## BEGIN Source records
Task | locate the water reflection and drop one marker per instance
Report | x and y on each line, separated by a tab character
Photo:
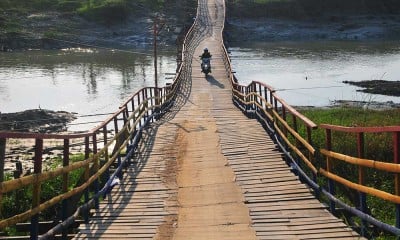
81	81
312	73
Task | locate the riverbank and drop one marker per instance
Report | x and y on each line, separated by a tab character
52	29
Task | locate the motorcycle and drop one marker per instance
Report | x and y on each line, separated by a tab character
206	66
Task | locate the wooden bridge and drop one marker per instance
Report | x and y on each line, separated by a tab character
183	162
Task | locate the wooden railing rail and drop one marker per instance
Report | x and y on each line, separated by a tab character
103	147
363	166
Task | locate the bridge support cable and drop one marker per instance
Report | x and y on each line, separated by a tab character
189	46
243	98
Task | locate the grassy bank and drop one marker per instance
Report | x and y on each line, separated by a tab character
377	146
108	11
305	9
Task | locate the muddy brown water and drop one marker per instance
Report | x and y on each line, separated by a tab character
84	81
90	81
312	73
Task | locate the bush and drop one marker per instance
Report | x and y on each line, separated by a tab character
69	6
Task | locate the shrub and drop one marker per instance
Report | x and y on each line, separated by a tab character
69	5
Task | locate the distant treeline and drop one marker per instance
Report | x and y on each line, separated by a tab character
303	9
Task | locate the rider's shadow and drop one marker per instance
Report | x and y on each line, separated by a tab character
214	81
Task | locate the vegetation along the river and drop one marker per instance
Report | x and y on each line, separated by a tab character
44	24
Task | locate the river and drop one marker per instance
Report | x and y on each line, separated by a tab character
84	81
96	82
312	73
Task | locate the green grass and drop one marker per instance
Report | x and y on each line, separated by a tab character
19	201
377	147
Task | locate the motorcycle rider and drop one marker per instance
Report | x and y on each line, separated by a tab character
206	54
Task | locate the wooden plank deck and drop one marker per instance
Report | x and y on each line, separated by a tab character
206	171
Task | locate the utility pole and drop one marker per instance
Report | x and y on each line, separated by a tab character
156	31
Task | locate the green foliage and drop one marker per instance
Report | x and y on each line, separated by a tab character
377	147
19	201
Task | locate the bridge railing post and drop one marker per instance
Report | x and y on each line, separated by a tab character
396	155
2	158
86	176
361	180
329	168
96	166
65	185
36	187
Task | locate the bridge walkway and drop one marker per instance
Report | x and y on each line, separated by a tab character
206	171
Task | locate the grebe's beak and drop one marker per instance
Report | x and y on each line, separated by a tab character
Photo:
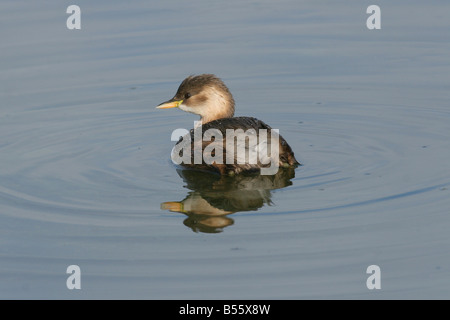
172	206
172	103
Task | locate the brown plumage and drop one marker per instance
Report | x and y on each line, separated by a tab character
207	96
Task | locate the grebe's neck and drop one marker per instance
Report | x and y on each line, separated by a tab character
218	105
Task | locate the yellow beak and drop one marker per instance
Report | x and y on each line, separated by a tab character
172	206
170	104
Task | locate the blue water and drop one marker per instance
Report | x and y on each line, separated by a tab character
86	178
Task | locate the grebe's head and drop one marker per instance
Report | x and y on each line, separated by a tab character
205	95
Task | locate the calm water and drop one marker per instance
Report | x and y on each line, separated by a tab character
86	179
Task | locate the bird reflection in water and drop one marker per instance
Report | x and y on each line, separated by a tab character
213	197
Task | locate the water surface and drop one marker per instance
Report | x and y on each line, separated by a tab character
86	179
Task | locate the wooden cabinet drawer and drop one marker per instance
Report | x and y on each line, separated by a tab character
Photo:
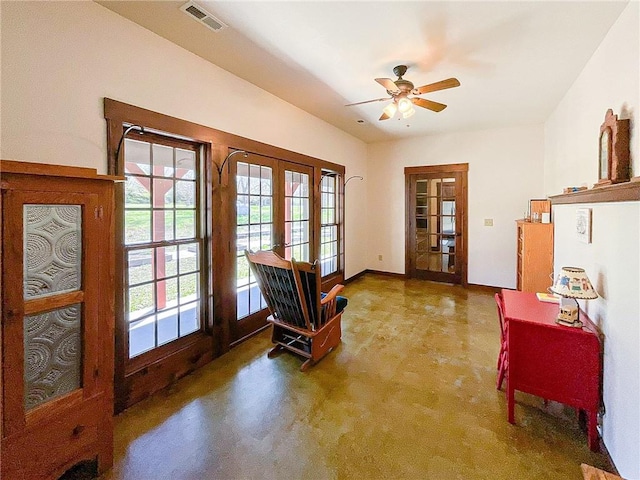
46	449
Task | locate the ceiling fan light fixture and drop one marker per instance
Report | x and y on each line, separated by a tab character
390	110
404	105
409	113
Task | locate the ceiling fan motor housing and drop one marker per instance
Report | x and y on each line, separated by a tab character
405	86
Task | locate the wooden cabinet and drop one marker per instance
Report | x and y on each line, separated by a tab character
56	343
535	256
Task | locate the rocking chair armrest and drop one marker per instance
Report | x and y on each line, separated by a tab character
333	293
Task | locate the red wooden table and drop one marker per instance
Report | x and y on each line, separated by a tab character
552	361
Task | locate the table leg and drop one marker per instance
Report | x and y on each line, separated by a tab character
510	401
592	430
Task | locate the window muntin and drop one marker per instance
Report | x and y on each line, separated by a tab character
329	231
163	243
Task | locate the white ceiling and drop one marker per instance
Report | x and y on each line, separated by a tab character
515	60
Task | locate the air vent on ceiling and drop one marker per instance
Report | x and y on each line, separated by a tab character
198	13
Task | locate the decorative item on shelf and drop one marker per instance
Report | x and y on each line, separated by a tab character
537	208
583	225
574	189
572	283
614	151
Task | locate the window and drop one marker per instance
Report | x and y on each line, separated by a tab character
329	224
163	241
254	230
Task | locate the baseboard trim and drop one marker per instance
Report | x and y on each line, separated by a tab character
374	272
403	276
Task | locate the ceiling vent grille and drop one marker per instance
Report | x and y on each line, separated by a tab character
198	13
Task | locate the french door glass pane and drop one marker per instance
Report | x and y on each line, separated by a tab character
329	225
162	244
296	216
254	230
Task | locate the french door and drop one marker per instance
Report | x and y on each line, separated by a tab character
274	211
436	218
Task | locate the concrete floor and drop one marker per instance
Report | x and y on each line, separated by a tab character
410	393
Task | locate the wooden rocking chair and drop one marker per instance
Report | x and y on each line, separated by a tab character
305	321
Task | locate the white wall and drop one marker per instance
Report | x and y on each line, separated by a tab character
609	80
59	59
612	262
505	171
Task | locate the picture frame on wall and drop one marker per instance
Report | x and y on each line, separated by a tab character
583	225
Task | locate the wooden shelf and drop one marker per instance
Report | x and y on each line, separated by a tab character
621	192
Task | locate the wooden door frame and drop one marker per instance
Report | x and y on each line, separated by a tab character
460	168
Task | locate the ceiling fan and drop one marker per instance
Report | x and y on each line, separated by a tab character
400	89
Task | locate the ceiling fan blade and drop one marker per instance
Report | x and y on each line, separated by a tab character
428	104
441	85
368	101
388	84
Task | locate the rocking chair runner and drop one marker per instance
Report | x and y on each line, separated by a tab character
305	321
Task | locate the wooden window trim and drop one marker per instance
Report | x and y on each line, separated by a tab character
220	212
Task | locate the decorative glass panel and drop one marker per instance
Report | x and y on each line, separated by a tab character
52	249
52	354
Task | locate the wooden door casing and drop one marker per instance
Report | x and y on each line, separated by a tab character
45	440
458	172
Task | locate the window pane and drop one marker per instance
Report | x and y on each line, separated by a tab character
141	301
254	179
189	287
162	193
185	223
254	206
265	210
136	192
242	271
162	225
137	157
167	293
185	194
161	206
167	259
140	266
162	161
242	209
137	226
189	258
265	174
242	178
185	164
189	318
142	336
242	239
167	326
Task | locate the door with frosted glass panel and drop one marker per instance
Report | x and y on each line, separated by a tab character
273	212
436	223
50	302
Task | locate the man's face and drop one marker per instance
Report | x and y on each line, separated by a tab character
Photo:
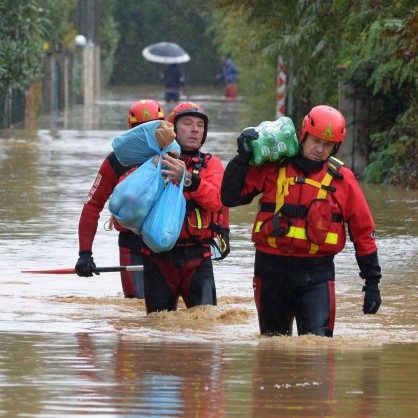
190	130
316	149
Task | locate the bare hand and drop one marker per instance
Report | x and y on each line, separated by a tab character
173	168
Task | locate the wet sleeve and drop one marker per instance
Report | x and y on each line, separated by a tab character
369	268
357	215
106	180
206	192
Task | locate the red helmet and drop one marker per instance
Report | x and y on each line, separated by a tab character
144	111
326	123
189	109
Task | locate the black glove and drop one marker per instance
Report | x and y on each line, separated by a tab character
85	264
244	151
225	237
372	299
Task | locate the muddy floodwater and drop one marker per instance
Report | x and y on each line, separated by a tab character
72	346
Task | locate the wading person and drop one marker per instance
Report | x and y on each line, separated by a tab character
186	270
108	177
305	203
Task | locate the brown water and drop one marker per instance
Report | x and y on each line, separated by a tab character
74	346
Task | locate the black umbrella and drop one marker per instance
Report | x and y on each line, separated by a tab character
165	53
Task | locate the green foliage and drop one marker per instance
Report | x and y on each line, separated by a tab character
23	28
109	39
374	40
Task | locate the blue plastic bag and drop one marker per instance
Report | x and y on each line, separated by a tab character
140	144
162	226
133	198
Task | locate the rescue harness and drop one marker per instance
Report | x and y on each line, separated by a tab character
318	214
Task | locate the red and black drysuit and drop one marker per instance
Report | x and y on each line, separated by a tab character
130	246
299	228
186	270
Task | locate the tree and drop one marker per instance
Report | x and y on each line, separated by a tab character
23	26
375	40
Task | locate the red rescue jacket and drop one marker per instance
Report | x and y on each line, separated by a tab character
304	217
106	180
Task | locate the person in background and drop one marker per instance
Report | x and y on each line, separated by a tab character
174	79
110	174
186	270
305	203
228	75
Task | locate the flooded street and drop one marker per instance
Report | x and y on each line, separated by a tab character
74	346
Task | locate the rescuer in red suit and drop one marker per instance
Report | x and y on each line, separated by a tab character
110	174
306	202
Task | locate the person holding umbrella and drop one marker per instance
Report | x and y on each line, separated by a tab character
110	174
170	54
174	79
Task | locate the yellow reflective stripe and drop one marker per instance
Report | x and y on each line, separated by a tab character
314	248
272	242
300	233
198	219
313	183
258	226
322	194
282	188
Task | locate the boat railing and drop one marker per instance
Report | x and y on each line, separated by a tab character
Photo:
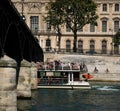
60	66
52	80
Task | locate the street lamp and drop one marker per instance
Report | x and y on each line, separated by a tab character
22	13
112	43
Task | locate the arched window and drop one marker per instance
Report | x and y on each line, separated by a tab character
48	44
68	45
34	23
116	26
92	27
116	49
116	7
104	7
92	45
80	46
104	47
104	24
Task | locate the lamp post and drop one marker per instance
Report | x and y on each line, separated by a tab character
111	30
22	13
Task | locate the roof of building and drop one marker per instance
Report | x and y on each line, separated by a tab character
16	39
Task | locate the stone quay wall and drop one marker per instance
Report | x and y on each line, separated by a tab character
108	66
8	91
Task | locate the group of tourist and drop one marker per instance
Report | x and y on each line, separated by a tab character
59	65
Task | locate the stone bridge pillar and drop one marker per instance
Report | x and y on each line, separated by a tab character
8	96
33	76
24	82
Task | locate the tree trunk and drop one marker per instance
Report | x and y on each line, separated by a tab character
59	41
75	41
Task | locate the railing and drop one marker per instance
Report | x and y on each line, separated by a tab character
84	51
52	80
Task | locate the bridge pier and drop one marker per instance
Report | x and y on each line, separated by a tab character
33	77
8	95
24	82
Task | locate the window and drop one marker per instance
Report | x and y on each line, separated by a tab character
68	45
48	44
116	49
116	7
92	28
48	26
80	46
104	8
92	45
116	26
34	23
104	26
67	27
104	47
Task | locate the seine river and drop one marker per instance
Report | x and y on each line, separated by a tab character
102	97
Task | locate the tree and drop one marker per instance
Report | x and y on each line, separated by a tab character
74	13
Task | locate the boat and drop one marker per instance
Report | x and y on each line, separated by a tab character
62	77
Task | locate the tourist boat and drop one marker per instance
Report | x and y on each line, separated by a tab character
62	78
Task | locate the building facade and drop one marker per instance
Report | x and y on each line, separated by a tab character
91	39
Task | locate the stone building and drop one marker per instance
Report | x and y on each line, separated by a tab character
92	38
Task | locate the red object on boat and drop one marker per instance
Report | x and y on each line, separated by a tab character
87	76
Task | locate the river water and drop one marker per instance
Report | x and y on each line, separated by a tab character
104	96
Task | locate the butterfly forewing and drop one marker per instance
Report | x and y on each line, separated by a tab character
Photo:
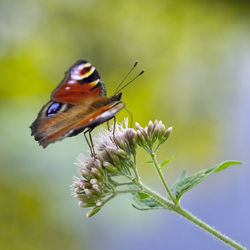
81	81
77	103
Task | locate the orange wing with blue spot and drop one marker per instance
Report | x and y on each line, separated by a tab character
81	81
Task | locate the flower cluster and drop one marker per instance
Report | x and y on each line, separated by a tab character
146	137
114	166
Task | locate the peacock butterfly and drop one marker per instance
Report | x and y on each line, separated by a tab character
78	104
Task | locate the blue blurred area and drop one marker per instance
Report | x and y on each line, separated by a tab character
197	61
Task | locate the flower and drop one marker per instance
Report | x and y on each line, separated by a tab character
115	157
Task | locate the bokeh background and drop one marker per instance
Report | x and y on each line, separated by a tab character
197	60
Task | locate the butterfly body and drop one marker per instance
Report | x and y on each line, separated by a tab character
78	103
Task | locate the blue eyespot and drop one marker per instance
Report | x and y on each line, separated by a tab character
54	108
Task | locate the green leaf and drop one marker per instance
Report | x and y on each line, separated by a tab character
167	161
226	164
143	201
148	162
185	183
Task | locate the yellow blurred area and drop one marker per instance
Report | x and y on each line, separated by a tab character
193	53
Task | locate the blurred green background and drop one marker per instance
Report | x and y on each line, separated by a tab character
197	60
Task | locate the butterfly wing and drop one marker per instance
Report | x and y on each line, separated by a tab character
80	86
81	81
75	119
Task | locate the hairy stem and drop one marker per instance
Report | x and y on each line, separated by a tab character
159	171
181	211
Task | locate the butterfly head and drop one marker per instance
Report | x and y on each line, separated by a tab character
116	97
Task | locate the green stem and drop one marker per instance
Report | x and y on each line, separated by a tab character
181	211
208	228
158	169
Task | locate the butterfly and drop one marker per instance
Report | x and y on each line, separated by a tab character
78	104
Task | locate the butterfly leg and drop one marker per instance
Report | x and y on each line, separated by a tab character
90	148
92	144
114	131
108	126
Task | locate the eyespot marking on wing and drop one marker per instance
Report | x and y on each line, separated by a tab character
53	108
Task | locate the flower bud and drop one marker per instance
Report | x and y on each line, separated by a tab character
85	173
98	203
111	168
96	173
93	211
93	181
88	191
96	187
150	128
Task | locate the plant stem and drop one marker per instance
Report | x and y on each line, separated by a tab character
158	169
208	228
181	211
## END Source records
Copy exactly the lines from the one containing "Task | locate the blurred" through the last line of the records, both included, and nothing else.

### Response below
Task | locate the blurred green background and drop one marker per instance
Report | x and y on each line, separated by a tab character
197	60
Task | locate the butterfly wing and drop one marker per instance
Report | x and y on each line, separated by a tab character
80	86
81	81
75	119
Task | locate the hairy stem and drop one marker per instance
Report | x and y on each line, separated by a tab character
159	171
181	211
Task | locate the butterfly head and drop one marker per instance
Report | x and y on each line, separated by a tab character
116	97
Task | locate the green stem and drop one marker per instance
Report | x and y on each line, separated by a tab character
181	211
208	228
158	169
Task | locate the butterfly and drop one marker per instance
Report | x and y on each line, separated by a tab character
78	104
Task | locate the butterfly leg and drop one marker per instance
Report | x and y on each line, separated by a tab character
90	148
92	144
114	131
108	126
Task | locate the eyespot marking on wing and drop one marker per instance
Report | x and y on each line, separated by a tab character
53	108
Task | locate the flower bud and drop one marker per instance
Report | x and y on each line, separated by a tab character
85	173
98	203
111	168
96	173
93	211
93	181
88	191
96	187
150	128
Task | locate the plant stem and drop one marker per instance
Report | x and y on each line, separated by a tab character
158	169
208	228
181	211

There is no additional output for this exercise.